━━━ EXCERPTED RECORDS ━━━
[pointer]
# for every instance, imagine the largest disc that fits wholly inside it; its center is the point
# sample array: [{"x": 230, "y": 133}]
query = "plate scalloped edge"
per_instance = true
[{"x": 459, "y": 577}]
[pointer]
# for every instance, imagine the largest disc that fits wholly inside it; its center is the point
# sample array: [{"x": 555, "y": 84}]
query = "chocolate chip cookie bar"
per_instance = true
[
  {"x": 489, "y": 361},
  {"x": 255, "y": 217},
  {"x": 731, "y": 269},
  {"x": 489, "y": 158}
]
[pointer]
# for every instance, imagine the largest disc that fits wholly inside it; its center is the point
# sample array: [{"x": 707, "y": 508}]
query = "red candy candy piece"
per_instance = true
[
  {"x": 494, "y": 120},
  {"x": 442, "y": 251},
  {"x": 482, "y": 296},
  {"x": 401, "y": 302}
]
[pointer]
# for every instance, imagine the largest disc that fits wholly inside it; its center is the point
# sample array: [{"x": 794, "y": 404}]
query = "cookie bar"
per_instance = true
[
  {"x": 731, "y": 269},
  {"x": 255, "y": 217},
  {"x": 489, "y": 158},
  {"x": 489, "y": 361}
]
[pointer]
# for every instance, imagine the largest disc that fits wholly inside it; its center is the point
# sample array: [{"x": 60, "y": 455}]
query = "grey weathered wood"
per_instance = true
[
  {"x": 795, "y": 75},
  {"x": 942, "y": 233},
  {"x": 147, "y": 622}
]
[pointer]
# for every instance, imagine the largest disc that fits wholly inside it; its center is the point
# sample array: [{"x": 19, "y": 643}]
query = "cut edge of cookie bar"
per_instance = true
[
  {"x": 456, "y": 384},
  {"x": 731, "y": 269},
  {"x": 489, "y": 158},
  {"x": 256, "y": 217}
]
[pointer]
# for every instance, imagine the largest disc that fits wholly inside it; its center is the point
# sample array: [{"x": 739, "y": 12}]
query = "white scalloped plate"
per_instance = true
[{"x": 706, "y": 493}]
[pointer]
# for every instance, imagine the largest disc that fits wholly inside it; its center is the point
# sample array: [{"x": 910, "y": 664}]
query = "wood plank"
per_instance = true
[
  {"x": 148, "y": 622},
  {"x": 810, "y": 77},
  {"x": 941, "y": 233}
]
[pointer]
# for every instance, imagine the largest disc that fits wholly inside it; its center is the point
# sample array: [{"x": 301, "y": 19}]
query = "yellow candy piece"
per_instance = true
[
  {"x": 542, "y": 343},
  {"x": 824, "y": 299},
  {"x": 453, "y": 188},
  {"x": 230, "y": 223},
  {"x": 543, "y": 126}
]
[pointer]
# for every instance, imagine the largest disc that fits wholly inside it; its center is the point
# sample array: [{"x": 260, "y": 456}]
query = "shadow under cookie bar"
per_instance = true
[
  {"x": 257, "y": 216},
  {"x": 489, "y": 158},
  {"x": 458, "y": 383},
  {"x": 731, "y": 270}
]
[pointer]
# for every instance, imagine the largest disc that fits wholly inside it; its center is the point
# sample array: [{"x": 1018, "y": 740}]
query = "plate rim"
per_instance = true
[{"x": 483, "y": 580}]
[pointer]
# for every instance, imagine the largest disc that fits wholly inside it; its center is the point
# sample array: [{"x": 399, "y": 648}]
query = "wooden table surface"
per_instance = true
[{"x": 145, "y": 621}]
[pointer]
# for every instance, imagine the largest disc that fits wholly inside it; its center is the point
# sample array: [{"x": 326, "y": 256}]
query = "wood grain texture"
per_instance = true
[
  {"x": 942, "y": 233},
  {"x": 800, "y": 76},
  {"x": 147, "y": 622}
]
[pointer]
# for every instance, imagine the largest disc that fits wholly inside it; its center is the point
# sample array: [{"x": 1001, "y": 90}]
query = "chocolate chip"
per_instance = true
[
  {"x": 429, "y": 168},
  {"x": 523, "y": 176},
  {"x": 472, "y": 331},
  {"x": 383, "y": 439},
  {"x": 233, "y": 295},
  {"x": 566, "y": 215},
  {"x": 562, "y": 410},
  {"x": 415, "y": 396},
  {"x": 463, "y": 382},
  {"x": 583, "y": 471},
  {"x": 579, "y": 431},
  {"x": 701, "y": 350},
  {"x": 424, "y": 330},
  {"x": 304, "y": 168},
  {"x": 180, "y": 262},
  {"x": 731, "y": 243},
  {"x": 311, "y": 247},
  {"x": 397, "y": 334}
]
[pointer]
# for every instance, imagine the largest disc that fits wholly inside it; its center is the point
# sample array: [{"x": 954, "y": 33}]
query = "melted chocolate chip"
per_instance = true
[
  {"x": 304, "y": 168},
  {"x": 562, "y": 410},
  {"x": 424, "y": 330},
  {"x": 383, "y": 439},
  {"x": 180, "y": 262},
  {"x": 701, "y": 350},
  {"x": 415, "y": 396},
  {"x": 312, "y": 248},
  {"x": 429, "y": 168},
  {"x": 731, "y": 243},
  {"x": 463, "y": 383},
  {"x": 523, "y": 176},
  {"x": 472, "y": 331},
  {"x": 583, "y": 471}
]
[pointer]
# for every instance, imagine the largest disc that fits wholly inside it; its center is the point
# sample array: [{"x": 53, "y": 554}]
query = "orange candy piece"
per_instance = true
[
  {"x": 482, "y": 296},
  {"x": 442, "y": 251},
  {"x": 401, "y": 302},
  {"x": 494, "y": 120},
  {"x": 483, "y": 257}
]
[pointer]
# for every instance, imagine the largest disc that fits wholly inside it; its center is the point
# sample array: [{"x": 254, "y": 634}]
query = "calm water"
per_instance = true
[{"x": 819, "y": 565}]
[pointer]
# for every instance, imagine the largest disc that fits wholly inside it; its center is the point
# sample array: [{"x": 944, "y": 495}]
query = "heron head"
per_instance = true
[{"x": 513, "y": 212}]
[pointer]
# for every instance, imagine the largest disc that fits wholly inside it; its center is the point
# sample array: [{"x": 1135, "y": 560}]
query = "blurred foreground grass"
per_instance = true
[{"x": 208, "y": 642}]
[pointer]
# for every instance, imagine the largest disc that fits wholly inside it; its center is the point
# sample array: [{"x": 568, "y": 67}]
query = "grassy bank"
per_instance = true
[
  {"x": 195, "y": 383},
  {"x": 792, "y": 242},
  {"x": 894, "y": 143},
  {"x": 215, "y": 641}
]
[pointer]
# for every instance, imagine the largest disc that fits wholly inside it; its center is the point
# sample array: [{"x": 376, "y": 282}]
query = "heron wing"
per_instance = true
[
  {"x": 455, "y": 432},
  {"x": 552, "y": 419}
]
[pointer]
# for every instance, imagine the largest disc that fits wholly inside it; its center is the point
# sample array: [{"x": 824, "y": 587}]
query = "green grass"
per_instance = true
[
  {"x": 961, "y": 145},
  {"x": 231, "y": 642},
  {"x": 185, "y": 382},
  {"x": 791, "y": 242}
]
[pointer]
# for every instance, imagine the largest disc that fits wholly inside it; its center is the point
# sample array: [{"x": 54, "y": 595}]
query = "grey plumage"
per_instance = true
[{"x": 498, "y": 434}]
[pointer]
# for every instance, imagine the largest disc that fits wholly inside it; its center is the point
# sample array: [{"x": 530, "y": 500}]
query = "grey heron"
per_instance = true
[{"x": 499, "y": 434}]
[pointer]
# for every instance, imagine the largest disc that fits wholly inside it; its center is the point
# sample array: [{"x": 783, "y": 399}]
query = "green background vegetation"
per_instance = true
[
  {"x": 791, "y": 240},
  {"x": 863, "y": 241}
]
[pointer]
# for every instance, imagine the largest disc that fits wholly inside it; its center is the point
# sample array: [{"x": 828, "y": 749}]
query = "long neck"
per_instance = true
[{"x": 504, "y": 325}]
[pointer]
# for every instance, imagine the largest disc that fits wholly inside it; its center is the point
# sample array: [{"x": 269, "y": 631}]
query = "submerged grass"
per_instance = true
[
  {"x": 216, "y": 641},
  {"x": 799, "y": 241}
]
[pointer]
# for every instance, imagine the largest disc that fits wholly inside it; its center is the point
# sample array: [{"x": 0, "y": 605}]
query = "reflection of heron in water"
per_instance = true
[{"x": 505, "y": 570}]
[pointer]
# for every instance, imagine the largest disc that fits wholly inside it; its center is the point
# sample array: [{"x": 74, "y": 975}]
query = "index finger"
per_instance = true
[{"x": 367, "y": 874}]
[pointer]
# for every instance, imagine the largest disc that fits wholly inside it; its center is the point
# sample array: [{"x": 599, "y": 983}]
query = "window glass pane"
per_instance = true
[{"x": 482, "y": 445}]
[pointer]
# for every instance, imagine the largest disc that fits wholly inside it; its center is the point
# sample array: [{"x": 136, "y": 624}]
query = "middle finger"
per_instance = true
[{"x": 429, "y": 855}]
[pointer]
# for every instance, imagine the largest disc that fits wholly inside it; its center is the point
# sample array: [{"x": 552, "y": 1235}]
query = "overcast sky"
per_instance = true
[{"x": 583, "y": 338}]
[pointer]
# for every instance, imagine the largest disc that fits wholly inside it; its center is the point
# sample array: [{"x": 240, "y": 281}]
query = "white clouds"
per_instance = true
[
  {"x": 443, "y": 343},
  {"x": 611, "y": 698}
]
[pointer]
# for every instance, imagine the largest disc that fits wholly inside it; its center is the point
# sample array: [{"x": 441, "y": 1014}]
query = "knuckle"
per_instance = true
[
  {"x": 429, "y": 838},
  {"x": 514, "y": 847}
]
━━━
• _DESCRIPTION OF THE TASK_
Return every line in the lines above that contains the word "green".

• _FINAL RESULT_
query = "green grass"
query = "green background vegetation"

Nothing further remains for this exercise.